* start *
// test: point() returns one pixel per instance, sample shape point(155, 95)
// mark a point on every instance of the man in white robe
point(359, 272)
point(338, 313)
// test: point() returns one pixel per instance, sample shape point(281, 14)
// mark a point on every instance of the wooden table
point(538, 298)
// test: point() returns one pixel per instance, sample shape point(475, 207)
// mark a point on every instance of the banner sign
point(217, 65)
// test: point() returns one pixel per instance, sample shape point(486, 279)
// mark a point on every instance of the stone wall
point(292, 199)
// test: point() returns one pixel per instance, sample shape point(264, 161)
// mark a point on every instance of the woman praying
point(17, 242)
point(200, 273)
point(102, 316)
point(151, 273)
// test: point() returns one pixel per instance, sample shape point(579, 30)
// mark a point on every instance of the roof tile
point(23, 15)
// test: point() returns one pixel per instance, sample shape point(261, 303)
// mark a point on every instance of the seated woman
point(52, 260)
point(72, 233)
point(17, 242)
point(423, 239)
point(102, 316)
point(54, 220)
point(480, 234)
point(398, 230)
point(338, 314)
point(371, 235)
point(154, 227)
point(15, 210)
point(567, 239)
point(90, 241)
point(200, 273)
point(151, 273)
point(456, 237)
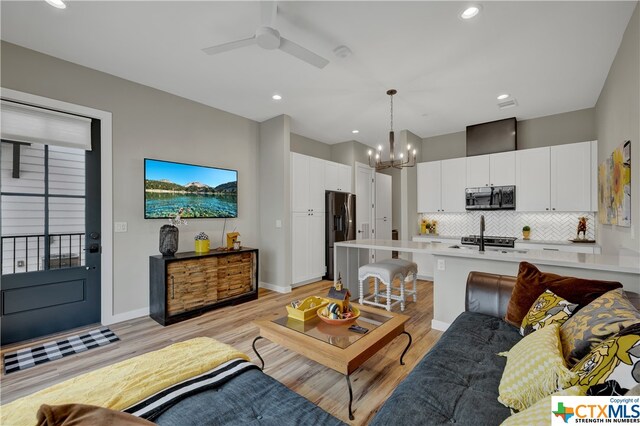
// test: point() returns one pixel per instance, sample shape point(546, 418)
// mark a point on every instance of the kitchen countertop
point(519, 240)
point(625, 264)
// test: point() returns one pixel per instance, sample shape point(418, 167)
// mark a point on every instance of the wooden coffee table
point(336, 347)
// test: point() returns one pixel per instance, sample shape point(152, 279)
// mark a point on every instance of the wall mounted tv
point(197, 191)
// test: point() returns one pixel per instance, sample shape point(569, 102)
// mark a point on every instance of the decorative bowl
point(305, 312)
point(346, 321)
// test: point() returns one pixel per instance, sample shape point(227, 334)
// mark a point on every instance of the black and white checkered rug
point(32, 356)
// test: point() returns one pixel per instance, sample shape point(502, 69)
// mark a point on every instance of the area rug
point(36, 355)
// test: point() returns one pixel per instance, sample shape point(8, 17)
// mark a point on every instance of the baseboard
point(125, 316)
point(439, 325)
point(276, 288)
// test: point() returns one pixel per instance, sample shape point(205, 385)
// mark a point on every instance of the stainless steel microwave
point(491, 198)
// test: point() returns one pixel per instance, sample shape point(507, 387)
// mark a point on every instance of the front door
point(50, 238)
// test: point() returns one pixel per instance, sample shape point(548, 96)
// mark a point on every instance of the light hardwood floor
point(372, 383)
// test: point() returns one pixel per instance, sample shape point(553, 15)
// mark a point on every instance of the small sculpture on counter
point(582, 227)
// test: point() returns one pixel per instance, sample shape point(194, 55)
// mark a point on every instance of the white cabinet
point(557, 178)
point(571, 177)
point(337, 177)
point(429, 187)
point(307, 246)
point(491, 170)
point(502, 168)
point(441, 186)
point(478, 171)
point(453, 184)
point(307, 183)
point(533, 179)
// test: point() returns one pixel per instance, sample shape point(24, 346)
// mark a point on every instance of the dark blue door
point(50, 238)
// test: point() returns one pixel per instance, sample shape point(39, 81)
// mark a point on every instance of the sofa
point(457, 381)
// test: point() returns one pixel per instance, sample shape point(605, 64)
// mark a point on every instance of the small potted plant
point(202, 243)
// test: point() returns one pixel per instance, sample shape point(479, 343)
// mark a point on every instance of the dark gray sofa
point(457, 381)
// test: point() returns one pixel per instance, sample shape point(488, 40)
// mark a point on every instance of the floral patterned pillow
point(597, 321)
point(549, 308)
point(613, 367)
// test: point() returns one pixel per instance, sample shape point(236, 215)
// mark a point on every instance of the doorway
point(51, 250)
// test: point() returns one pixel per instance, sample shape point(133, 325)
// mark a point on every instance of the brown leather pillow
point(531, 283)
point(85, 415)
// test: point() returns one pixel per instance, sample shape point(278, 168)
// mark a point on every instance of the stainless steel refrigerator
point(340, 223)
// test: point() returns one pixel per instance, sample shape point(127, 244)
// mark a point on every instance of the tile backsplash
point(550, 226)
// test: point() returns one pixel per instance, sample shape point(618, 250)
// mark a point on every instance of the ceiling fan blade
point(213, 50)
point(268, 9)
point(302, 53)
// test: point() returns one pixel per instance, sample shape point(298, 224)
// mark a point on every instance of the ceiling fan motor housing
point(268, 38)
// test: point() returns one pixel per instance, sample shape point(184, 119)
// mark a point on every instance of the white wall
point(618, 120)
point(275, 203)
point(146, 123)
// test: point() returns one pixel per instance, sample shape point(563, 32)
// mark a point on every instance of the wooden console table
point(188, 284)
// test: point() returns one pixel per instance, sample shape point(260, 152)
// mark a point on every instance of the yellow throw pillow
point(548, 308)
point(535, 368)
point(539, 413)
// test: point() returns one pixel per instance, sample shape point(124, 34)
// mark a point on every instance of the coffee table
point(335, 346)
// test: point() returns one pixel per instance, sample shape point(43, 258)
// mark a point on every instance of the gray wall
point(618, 119)
point(311, 147)
point(147, 123)
point(557, 129)
point(275, 201)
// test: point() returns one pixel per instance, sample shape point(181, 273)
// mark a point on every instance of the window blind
point(25, 123)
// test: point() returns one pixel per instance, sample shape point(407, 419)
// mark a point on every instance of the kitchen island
point(452, 266)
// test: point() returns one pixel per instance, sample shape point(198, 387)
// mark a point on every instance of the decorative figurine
point(582, 227)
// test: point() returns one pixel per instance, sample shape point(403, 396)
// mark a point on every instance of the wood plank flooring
point(372, 383)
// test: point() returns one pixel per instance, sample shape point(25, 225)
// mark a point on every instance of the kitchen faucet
point(482, 233)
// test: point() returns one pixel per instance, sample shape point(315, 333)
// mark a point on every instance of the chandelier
point(399, 163)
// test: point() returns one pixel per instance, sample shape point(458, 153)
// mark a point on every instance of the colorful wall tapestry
point(614, 187)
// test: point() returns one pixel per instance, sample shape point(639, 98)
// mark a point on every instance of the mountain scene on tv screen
point(165, 199)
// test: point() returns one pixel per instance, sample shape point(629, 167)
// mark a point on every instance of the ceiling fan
point(269, 38)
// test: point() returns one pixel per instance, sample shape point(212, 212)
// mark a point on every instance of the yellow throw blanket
point(121, 385)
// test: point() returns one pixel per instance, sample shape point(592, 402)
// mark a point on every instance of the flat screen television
point(191, 190)
point(492, 137)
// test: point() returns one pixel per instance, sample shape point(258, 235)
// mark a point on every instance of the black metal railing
point(28, 253)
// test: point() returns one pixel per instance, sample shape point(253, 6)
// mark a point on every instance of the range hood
point(492, 137)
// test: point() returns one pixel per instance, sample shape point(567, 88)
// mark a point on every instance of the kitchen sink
point(491, 249)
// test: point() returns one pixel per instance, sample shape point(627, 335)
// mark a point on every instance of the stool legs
point(401, 293)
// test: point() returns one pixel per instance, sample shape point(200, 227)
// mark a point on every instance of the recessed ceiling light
point(470, 12)
point(57, 3)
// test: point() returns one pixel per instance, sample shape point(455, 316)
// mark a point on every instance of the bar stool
point(386, 272)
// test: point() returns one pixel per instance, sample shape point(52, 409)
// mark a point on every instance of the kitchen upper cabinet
* end *
▶ _WRITTEN PROBLEM_: Reproduce the entries verbatim, from their first line through the line containing "point(23, 15)", with both of those lines included.

▶ _FINAL RESULT_:
// test: point() returns one pixel per instance, sample shape point(155, 95)
// mark a point on every instance of the man in white robe
point(359, 272)
point(338, 313)
// test: point() returns one pixel per instance, sample shape point(281, 14)
// mark a point on every instance of the wooden table
point(538, 298)
// test: point() returns one pixel per instance, sample shape point(475, 207)
// mark a point on every instance of the banner sign
point(217, 65)
// test: point() returns one pixel per instance, sample shape point(486, 279)
// mark a point on every instance of the stone wall
point(292, 199)
// test: point() returns one pixel per instance, sample shape point(264, 161)
// mark a point on every instance of the woman praying
point(17, 242)
point(200, 273)
point(102, 316)
point(151, 273)
// test: point() returns one pixel per instance, sample shape point(579, 30)
// mark a point on every instance of the roof tile
point(23, 15)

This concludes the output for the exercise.